───── Given information
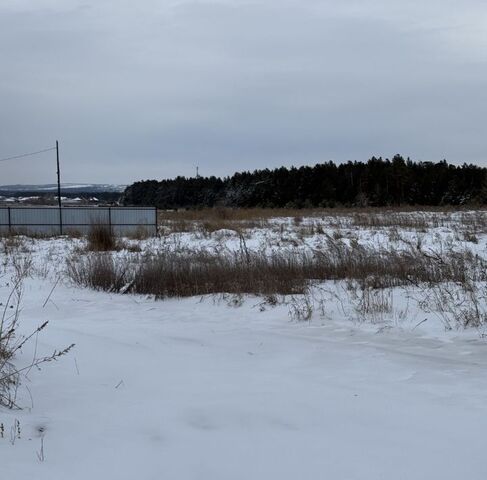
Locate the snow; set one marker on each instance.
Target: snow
(219, 388)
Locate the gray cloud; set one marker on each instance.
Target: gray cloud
(149, 91)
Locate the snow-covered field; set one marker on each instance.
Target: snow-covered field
(236, 387)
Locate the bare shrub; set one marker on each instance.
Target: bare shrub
(11, 343)
(100, 271)
(457, 305)
(101, 238)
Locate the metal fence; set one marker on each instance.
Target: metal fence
(77, 220)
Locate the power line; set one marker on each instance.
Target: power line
(27, 154)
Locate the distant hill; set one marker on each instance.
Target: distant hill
(66, 188)
(71, 193)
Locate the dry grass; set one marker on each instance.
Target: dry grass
(188, 273)
(101, 238)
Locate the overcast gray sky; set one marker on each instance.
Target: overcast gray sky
(149, 89)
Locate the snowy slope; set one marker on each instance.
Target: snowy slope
(197, 389)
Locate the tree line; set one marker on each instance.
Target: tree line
(377, 182)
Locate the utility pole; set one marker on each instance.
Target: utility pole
(59, 189)
(58, 176)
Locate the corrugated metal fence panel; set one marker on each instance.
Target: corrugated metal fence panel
(4, 216)
(45, 220)
(133, 216)
(85, 216)
(34, 216)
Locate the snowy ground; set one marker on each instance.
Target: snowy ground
(206, 389)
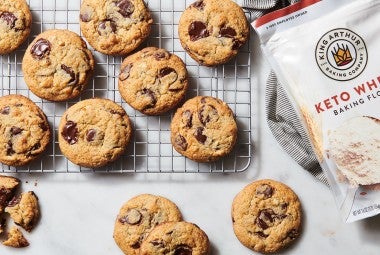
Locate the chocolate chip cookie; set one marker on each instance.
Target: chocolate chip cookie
(24, 130)
(177, 238)
(204, 129)
(138, 217)
(211, 32)
(153, 81)
(8, 185)
(15, 24)
(94, 132)
(115, 27)
(24, 210)
(266, 216)
(57, 65)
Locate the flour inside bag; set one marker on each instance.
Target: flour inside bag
(327, 56)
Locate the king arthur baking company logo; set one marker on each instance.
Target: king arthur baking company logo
(341, 54)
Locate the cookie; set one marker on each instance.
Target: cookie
(138, 217)
(24, 210)
(179, 238)
(24, 130)
(15, 24)
(57, 65)
(16, 239)
(266, 216)
(94, 132)
(153, 81)
(115, 27)
(204, 129)
(8, 185)
(212, 33)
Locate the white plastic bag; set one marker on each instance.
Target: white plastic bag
(327, 56)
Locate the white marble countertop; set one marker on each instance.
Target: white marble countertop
(78, 210)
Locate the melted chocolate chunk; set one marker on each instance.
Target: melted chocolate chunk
(70, 132)
(265, 191)
(207, 113)
(90, 136)
(73, 77)
(125, 72)
(183, 250)
(10, 18)
(198, 30)
(181, 142)
(199, 5)
(40, 49)
(5, 110)
(228, 32)
(126, 8)
(188, 118)
(106, 27)
(199, 135)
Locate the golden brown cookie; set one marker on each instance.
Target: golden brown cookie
(177, 238)
(138, 217)
(15, 24)
(24, 210)
(153, 81)
(204, 129)
(115, 27)
(94, 132)
(266, 216)
(57, 65)
(212, 32)
(24, 130)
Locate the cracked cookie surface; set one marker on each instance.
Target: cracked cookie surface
(266, 216)
(24, 130)
(138, 217)
(24, 210)
(15, 24)
(94, 132)
(176, 238)
(115, 27)
(211, 32)
(57, 65)
(204, 129)
(153, 81)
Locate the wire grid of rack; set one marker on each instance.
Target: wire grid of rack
(150, 149)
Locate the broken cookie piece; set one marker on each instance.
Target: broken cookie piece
(16, 239)
(8, 185)
(24, 210)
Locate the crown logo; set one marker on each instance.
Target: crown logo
(342, 55)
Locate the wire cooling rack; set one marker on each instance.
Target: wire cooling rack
(150, 149)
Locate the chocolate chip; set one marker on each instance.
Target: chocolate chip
(199, 135)
(14, 201)
(40, 49)
(106, 27)
(10, 18)
(181, 142)
(125, 72)
(228, 32)
(199, 5)
(90, 136)
(70, 132)
(183, 250)
(187, 116)
(5, 110)
(126, 8)
(265, 191)
(207, 113)
(133, 217)
(198, 30)
(73, 77)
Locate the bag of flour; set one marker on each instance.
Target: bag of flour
(327, 56)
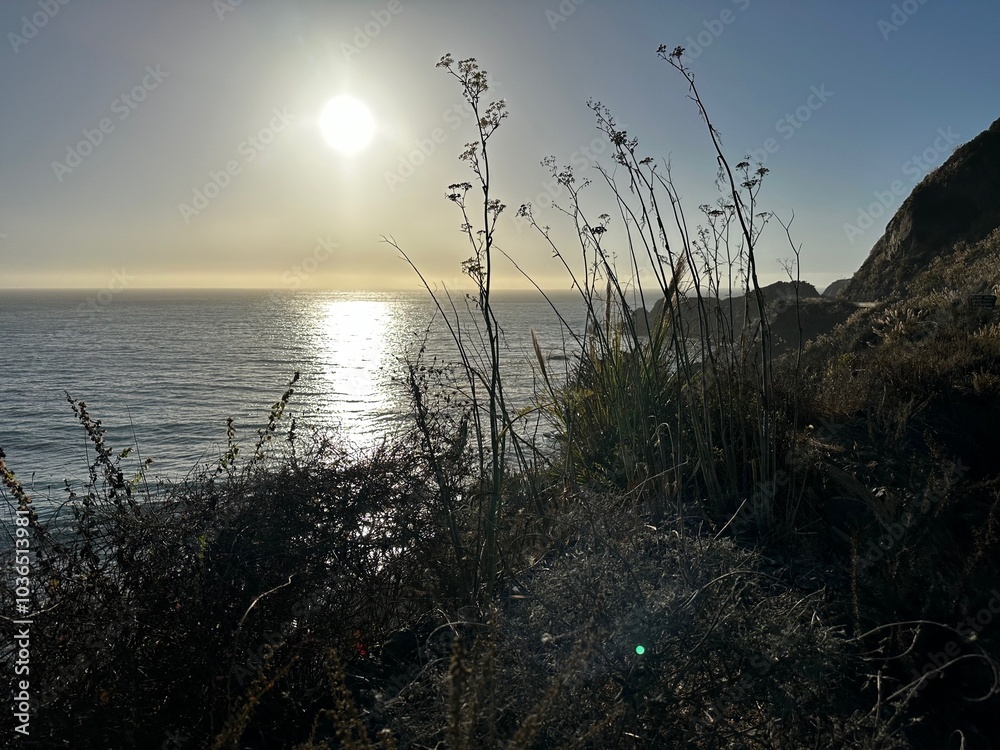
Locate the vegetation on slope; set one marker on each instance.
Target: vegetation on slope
(726, 549)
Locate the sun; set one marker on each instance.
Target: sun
(347, 124)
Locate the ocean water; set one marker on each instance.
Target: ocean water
(163, 370)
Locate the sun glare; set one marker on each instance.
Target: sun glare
(347, 124)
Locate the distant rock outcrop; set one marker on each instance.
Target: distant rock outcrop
(957, 202)
(816, 315)
(833, 291)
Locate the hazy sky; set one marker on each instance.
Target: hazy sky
(222, 100)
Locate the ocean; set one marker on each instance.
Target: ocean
(163, 370)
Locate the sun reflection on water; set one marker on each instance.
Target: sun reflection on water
(355, 346)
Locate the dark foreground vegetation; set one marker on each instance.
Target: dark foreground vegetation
(725, 548)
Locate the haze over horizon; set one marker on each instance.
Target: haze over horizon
(186, 145)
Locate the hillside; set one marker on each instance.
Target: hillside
(959, 202)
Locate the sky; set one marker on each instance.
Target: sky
(153, 144)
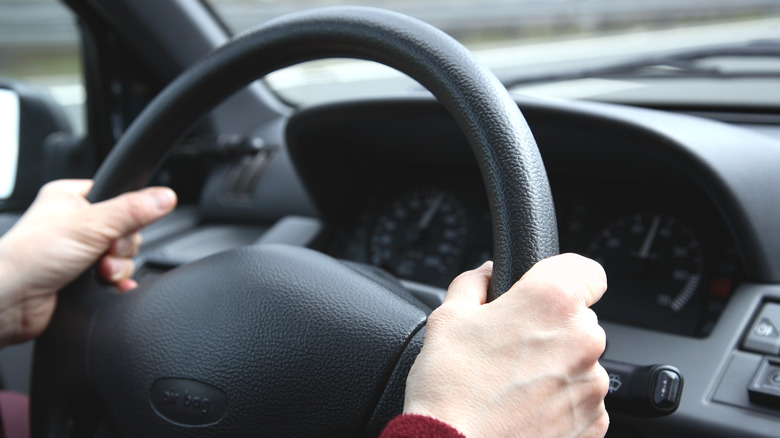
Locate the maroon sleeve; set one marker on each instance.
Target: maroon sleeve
(419, 426)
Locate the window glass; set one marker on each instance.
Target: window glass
(39, 46)
(525, 37)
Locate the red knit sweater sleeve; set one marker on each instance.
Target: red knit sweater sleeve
(418, 426)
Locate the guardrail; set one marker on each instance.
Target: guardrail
(33, 24)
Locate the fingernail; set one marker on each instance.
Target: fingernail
(164, 199)
(116, 269)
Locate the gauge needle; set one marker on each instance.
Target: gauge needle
(425, 221)
(644, 252)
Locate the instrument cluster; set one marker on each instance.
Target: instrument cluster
(669, 261)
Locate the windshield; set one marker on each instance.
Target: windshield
(556, 48)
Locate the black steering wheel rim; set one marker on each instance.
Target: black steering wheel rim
(515, 179)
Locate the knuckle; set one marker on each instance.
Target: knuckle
(441, 315)
(601, 425)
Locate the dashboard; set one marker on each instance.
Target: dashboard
(670, 257)
(670, 265)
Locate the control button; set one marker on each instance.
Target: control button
(764, 335)
(765, 387)
(666, 391)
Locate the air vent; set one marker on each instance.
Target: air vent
(244, 173)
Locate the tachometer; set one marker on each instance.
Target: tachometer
(654, 268)
(420, 235)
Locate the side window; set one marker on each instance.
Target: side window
(39, 45)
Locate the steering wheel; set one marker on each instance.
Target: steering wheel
(276, 340)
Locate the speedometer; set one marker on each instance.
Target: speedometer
(654, 268)
(420, 235)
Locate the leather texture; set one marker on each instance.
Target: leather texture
(524, 224)
(298, 343)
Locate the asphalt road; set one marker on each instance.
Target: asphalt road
(45, 24)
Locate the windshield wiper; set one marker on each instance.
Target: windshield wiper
(685, 63)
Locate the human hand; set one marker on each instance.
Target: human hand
(58, 238)
(525, 364)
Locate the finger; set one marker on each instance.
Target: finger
(126, 246)
(571, 273)
(132, 211)
(470, 287)
(126, 285)
(115, 269)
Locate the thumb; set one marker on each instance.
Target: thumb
(132, 211)
(470, 287)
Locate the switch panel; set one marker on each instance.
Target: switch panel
(764, 334)
(765, 387)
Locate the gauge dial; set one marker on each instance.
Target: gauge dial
(420, 235)
(654, 267)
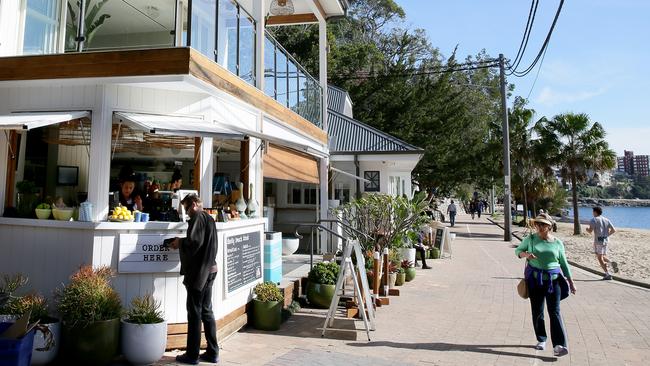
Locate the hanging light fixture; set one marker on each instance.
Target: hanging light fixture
(281, 7)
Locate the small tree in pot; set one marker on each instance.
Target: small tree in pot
(322, 283)
(90, 310)
(409, 270)
(144, 331)
(267, 306)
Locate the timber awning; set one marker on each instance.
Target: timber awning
(290, 165)
(28, 121)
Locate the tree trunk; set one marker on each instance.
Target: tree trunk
(525, 207)
(576, 216)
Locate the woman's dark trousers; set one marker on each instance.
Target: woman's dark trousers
(199, 310)
(539, 294)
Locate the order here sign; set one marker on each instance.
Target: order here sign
(144, 253)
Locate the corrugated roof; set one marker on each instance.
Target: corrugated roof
(336, 98)
(347, 135)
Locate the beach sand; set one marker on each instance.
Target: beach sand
(626, 246)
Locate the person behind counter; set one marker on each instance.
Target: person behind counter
(198, 253)
(177, 181)
(129, 197)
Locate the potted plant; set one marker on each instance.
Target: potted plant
(321, 284)
(401, 277)
(26, 198)
(409, 270)
(267, 306)
(144, 331)
(90, 311)
(10, 284)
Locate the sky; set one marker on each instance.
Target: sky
(596, 62)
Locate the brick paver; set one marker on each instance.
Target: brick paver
(465, 311)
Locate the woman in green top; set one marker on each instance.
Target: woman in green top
(545, 255)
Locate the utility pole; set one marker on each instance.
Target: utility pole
(507, 233)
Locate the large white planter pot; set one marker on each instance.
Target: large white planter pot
(290, 245)
(143, 344)
(409, 255)
(42, 352)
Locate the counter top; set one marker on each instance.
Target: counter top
(152, 225)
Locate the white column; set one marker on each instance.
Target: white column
(4, 157)
(322, 67)
(323, 170)
(99, 169)
(207, 162)
(259, 12)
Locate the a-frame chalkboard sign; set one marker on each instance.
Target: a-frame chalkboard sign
(361, 290)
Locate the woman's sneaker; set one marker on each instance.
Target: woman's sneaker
(560, 351)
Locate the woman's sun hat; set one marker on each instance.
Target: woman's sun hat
(544, 219)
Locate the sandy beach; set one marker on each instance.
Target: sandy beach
(627, 247)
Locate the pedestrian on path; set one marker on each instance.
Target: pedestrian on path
(602, 228)
(451, 211)
(198, 253)
(545, 274)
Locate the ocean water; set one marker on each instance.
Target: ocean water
(632, 217)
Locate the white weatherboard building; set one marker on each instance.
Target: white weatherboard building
(363, 160)
(198, 86)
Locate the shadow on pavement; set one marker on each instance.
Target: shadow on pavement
(478, 348)
(310, 325)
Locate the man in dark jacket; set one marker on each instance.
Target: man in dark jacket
(198, 253)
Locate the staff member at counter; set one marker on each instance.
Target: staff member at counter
(128, 196)
(198, 252)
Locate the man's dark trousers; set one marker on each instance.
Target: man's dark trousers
(199, 309)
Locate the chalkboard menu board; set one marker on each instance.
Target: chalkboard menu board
(243, 259)
(440, 233)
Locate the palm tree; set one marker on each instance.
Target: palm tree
(575, 144)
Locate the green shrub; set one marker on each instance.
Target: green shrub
(89, 297)
(268, 291)
(144, 310)
(325, 273)
(33, 302)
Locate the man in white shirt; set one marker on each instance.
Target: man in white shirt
(451, 211)
(602, 229)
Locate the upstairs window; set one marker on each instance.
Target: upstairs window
(41, 33)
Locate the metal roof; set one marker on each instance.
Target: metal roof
(347, 135)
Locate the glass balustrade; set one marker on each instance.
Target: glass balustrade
(219, 29)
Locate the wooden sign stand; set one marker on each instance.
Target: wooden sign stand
(361, 290)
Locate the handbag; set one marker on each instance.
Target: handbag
(522, 286)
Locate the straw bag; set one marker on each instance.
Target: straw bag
(522, 286)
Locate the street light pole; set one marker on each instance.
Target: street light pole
(507, 233)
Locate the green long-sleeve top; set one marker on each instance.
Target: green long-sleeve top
(549, 253)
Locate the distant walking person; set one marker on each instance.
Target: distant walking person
(602, 229)
(545, 276)
(451, 211)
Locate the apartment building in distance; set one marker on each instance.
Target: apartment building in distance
(634, 165)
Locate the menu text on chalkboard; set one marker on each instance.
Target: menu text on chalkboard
(243, 259)
(439, 236)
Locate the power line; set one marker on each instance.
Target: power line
(544, 46)
(537, 75)
(524, 39)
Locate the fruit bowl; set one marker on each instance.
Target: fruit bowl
(120, 220)
(62, 214)
(43, 213)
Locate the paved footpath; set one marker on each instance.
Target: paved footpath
(464, 311)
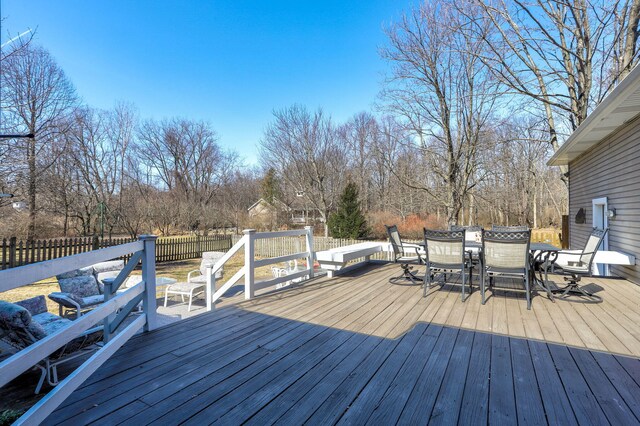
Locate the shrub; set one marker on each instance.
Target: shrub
(410, 228)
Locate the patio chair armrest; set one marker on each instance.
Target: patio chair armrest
(191, 273)
(422, 256)
(65, 299)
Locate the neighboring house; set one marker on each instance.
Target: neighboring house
(262, 208)
(603, 156)
(294, 213)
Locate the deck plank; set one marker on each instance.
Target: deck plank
(448, 403)
(584, 403)
(530, 410)
(475, 399)
(358, 349)
(554, 398)
(502, 402)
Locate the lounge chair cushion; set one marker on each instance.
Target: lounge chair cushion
(97, 299)
(35, 305)
(80, 286)
(14, 319)
(82, 272)
(50, 322)
(109, 269)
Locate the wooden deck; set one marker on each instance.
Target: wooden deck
(357, 349)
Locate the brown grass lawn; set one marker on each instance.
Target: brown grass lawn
(177, 270)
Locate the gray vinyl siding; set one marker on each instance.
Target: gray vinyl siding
(610, 169)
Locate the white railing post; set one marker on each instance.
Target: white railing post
(149, 278)
(249, 251)
(211, 287)
(310, 255)
(108, 293)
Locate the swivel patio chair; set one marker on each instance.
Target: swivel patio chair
(581, 266)
(473, 237)
(400, 250)
(24, 323)
(445, 252)
(506, 254)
──────────
Try it:
Go back to the listing above. Copy word for word the lines from the one with "Target: wooden sign stand" through the one with "Locate the street", and nothing more.

Response to this task:
Target: wooden sign stand
(361, 290)
Locate the handbag; set one marker on each instance.
Target: handbag
(522, 286)
Locate the straw bag; set one marker on each instance.
Target: straw bag
(522, 286)
Locate the street light pole; set one marker on each instance.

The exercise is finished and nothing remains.